→ Brief
Nothing but the lines from the one that contains "Point to every instance of the patterned" through the end of the listing should appear, set down exactly.

→ Dataset content
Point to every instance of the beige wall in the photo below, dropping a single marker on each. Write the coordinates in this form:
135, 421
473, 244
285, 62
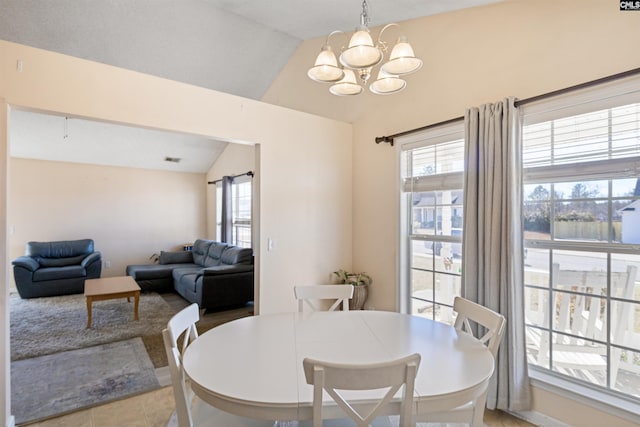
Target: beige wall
304, 164
129, 213
514, 48
236, 159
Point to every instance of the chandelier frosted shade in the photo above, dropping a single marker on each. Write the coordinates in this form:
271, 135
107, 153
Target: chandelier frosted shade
347, 86
361, 52
402, 59
351, 73
326, 67
386, 84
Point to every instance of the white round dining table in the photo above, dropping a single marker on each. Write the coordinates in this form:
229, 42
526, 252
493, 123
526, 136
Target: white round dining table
253, 366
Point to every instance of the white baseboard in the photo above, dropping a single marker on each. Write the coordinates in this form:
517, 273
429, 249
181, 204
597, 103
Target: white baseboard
539, 419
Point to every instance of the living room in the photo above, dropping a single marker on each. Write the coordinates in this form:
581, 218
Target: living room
320, 180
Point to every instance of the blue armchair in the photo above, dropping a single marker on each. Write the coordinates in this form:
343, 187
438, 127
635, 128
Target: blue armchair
56, 268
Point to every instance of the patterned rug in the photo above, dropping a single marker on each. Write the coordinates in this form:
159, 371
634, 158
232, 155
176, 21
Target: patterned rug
41, 326
41, 386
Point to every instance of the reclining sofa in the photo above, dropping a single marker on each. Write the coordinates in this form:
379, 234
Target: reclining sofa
214, 275
56, 268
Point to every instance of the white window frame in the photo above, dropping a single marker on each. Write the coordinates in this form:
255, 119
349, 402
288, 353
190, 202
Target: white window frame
602, 96
436, 135
235, 206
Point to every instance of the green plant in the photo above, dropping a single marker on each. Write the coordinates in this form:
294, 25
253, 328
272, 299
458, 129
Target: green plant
356, 279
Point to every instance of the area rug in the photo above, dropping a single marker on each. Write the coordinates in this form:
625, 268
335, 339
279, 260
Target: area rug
67, 381
41, 326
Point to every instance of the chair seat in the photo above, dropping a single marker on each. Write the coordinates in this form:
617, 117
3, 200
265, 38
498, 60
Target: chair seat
345, 422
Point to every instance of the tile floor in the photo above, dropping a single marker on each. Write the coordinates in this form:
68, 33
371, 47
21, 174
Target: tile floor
154, 409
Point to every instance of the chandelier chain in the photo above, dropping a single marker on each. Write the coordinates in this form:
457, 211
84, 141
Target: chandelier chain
365, 14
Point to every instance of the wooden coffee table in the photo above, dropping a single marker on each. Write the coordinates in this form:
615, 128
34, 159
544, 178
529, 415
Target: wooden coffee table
111, 288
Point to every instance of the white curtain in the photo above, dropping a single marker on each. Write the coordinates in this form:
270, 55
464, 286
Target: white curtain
492, 272
226, 230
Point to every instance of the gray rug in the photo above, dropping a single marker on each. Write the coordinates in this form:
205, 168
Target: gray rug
41, 387
41, 326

→ Result for this task
Point to every instance of the patterned rug in the photo above, dropping a single marker on each. Write the coordinates in this form:
159, 371
634, 158
232, 155
176, 21
Target: patterned rug
41, 326
41, 386
Point to every instance of the reclining sofa in the photo above, dropping a single marker on each. Write the coordinates in this form:
379, 234
Target: reclining sofa
214, 275
56, 268
Point to every instance of the white window frame in the photo above, dropping a single marker on each. Write the coordinates in this form:
255, 119
349, 402
288, 353
190, 202
Target: white window frame
602, 96
436, 135
235, 206
Point to every instance of the green plant in the photo above, dropping a single marker on each. Write the coordinates in this form:
294, 25
253, 328
272, 299
458, 129
Target: green plant
356, 279
Point to every instance of the area rug in the photo above, dropping a single marker on each. Write the coordinates in this form:
625, 268
335, 339
279, 260
Target: area rug
67, 381
41, 326
Point to every instance of the chair seat in the photo above, dropping a single marker on each. Write the coordinates in this form:
617, 117
3, 200
265, 38
498, 60
Target: chair seat
345, 422
Point to every instance of the tile floor in the photo above, dropping a single marker on each. Write the coordinates in this form:
68, 33
371, 47
21, 174
Target: tile floor
154, 409
Point to every instance of the chandelier chain in the photo above, dropping a single marker on each. Write the coordinates in this form:
457, 211
84, 141
Target: chandelier chain
365, 14
Point to every instance of the wooden coffee table in the photo above, dropping a single marker on each. Write the coordinates in this form:
615, 128
34, 159
544, 178
529, 415
Target: wooden coffee table
111, 288
Point to every instance of the white curtain in the photo above, dropping a single marker on each. Write the coordinates in this form:
270, 55
464, 286
Target: white curtain
492, 272
226, 230
Point to every instance of the gray rug in the photo above, dropping a single marker on each. Write the coordinates in this form:
205, 168
Target: gray rug
41, 387
41, 326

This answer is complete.